* [TASK GOAL]:
Examine each line of the data. Copy those that contain the string "below".

[Referring expression pointing data]
▼▼▼

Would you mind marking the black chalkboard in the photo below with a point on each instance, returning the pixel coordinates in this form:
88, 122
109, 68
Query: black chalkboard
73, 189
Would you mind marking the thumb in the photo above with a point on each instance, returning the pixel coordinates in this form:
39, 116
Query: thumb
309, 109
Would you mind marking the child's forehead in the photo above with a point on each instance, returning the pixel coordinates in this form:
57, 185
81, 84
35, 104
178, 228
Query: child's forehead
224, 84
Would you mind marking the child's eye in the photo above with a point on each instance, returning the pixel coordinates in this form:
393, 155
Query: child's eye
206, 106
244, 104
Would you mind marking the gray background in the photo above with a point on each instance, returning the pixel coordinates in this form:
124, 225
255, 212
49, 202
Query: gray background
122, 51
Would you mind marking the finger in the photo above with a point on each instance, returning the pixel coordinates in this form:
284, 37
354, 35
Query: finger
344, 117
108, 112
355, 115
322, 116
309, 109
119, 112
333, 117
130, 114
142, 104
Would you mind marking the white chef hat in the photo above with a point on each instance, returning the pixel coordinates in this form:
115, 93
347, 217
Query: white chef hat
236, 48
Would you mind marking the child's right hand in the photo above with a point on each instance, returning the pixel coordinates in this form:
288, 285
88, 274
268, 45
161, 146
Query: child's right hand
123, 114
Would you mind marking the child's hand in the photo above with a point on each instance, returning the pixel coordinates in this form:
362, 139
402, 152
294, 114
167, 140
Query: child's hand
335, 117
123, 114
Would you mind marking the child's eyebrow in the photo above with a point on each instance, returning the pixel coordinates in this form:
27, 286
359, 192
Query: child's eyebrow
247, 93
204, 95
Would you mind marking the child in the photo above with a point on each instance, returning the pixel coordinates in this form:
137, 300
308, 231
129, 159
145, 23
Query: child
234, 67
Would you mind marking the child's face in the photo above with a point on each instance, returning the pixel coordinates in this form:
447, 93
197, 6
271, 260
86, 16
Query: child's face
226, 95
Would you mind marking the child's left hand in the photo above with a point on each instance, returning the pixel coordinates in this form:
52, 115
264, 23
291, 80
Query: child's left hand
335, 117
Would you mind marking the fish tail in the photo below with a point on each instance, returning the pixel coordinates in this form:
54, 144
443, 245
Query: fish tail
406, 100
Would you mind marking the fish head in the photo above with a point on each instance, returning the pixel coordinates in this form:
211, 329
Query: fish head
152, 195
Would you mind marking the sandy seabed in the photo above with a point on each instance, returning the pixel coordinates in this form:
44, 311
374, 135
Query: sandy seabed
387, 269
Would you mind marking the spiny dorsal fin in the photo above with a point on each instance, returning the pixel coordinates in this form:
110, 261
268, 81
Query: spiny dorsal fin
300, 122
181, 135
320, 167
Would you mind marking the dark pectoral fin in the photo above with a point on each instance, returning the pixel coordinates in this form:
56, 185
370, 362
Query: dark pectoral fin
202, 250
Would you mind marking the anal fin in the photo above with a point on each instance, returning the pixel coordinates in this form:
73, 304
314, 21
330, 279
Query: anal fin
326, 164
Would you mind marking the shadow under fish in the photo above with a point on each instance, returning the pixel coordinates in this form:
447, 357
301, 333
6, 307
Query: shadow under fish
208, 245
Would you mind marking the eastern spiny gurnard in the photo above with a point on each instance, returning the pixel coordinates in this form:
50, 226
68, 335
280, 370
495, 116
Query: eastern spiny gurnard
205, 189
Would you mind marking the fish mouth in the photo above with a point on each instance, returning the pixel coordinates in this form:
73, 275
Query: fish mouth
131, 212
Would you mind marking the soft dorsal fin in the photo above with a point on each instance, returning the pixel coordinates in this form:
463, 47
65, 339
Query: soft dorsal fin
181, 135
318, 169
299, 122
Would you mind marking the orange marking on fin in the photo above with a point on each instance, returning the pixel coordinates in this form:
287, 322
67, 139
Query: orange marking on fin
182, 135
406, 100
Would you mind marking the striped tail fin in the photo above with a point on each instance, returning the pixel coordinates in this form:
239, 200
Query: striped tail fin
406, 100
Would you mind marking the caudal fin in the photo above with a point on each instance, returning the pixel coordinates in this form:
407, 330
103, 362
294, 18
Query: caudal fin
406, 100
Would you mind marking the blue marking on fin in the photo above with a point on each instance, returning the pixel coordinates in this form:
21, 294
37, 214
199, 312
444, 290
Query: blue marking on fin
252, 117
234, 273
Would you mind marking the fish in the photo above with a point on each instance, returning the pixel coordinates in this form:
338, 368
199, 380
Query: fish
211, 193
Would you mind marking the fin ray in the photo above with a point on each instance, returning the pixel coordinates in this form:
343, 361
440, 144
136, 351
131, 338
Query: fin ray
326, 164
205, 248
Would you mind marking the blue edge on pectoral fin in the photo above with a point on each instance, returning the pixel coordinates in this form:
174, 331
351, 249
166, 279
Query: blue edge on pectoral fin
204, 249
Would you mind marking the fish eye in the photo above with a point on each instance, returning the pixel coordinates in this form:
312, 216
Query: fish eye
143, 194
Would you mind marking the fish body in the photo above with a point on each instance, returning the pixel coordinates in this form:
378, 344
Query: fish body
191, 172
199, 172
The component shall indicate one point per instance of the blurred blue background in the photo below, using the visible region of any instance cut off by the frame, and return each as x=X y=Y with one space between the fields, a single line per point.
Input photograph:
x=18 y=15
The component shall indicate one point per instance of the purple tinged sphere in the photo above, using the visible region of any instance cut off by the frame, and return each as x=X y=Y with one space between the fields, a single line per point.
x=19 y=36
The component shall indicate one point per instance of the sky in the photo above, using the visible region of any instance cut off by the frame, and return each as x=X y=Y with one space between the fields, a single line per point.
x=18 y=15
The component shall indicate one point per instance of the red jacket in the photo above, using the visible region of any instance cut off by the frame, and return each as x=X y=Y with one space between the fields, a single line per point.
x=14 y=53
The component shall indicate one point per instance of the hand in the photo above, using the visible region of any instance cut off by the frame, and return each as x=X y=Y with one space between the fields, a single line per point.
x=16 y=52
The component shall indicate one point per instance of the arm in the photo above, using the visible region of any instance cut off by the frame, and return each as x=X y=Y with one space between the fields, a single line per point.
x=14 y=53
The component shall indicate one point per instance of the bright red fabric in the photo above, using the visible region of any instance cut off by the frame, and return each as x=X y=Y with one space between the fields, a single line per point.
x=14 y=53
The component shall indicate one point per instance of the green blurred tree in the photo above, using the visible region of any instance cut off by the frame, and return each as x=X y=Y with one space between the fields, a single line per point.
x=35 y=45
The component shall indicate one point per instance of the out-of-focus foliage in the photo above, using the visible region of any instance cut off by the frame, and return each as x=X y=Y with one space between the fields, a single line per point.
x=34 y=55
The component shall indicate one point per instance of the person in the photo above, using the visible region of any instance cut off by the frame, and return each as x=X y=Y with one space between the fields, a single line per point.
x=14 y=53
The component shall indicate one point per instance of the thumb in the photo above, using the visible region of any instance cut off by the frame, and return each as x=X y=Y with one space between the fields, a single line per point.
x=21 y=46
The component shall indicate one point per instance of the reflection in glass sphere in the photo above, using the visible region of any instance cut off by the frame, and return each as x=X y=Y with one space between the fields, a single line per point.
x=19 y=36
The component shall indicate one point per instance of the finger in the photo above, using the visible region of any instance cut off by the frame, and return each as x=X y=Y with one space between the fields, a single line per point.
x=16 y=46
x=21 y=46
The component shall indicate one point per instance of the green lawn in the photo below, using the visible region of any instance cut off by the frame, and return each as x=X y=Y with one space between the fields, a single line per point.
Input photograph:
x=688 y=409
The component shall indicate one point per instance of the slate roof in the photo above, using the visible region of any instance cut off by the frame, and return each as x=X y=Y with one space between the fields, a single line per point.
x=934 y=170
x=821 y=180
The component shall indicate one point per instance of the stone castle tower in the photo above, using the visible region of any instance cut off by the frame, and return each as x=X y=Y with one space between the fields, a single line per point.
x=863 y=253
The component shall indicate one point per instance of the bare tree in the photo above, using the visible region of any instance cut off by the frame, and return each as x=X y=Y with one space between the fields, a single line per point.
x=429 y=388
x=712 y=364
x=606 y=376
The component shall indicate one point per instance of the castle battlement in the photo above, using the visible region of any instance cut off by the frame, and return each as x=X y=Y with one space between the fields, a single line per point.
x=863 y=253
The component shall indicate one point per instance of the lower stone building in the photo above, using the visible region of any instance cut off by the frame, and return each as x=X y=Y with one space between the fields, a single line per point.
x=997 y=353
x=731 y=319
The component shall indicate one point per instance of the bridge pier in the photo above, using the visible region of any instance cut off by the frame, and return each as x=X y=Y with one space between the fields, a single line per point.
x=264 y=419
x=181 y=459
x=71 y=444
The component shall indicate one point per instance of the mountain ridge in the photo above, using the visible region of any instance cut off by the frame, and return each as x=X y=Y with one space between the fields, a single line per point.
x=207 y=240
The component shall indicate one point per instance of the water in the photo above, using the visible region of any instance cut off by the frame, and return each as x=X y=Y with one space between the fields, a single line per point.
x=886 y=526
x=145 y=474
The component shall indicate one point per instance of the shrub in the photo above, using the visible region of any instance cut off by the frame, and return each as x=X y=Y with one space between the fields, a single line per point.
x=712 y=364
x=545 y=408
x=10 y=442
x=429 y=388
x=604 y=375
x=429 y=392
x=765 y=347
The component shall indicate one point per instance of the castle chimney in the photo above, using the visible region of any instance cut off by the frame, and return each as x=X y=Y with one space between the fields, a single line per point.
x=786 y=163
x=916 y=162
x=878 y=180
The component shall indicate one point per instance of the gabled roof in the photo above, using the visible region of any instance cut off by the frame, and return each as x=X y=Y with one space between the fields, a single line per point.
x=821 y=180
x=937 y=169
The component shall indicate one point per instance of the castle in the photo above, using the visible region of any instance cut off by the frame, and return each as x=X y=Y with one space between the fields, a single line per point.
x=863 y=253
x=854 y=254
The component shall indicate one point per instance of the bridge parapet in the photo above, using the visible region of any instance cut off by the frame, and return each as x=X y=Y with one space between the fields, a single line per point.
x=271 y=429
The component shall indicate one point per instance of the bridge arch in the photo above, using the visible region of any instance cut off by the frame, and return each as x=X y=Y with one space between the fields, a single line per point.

▲▲▲

* [EXPECTED ANSWER]:
Would you mind marking the black chalkboard in the photo below with a point on each instance, returning the pixel coordinates in this form:
Would you mind marking the fish tail in the photo below with a point on each instance, returning the pixel coordinates in this form:
The component shall indicate one point per instance of the blurred blue background in the photo below, using the visible region of any instance cut off by the frame, and return each as x=X y=Y with one space between the fields, a single line per point.
The component shall indicate one point per instance of the green lawn in the photo below, using the visible region of any instance cut off by the frame, and return each as x=X y=Y with one space between the fields, a single line per point.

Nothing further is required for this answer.